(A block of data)
## START

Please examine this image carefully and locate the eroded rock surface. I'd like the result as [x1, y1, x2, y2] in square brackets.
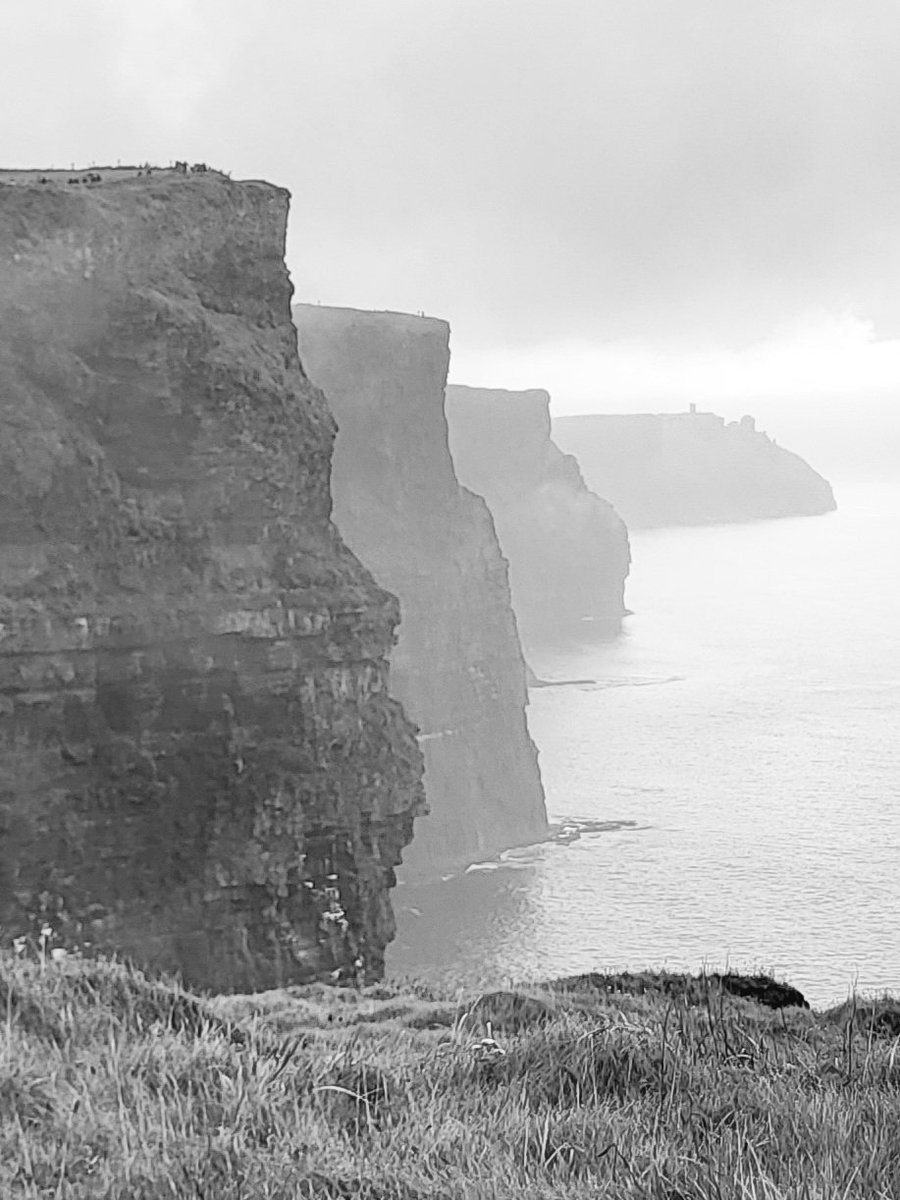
[0, 172, 422, 990]
[294, 305, 547, 877]
[553, 412, 835, 528]
[446, 385, 631, 647]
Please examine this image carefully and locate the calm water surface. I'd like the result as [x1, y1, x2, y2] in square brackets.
[388, 486, 900, 1007]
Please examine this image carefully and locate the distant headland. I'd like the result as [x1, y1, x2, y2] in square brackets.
[553, 404, 836, 528]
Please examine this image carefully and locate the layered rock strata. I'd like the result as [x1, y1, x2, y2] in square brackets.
[0, 170, 424, 990]
[553, 407, 835, 528]
[446, 386, 631, 647]
[294, 305, 546, 877]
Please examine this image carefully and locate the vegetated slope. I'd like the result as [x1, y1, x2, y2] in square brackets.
[0, 172, 422, 989]
[294, 305, 547, 877]
[446, 385, 631, 647]
[0, 955, 900, 1200]
[553, 412, 835, 528]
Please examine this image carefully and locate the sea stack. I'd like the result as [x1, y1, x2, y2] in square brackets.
[294, 305, 547, 878]
[0, 168, 424, 990]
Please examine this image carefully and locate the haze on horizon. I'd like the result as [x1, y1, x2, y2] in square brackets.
[0, 0, 900, 465]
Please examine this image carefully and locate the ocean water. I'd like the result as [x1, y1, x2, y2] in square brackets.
[388, 472, 900, 1007]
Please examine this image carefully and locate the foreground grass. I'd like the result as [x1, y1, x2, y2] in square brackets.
[0, 955, 900, 1200]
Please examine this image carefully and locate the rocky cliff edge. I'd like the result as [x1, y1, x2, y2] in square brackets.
[0, 170, 422, 990]
[446, 385, 631, 647]
[294, 305, 547, 878]
[553, 408, 835, 529]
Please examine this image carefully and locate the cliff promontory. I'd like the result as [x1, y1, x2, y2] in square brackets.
[553, 406, 835, 528]
[294, 305, 546, 876]
[0, 166, 424, 990]
[446, 385, 631, 647]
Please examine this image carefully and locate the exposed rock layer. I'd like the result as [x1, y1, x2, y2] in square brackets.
[294, 305, 546, 876]
[446, 386, 631, 646]
[553, 412, 835, 528]
[0, 173, 422, 989]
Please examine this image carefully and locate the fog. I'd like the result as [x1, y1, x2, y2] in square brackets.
[0, 0, 900, 458]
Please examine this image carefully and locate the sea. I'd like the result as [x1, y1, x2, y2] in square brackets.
[388, 479, 900, 1008]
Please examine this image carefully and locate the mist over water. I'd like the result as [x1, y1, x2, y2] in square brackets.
[388, 472, 900, 1007]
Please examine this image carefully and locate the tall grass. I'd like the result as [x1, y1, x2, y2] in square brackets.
[0, 955, 900, 1200]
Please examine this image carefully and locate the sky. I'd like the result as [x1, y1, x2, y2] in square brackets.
[0, 0, 900, 463]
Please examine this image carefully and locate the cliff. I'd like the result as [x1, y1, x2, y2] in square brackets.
[446, 386, 631, 646]
[0, 169, 424, 990]
[294, 305, 546, 876]
[553, 409, 835, 528]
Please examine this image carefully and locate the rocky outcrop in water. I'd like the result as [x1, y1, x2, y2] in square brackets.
[553, 409, 835, 528]
[446, 385, 631, 646]
[0, 172, 424, 990]
[294, 305, 547, 877]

## END

WHAT IS EXPECTED
Please convert the rows from the line containing "Please examine this image carefully and locate the exposed" up to and including the line containing "[388, 479, 900, 1008]" into a Markdown table with two columns, Number and Line, leaving out any blank lines.

RESPONSE TO THE EXERCISE
| Number | Line |
|---|---|
| 1 | Please examine this image carefully and locate the exposed rock layer. I'd like the result as [x1, y1, x2, y2] in square brackets. |
| 2 | [294, 305, 546, 876] |
| 3 | [446, 386, 631, 646] |
| 4 | [553, 412, 835, 528] |
| 5 | [0, 173, 422, 989] |
| 6 | Please examine this image carefully and locate the fog. I'd like the result as [x1, y1, x2, y2] in square brackets. |
| 7 | [0, 0, 900, 458] |
| 8 | Please examine this image carefully and locate the sea. I'd like the result as [x1, y1, x2, y2] in square brackets. |
| 9 | [388, 479, 900, 1008] |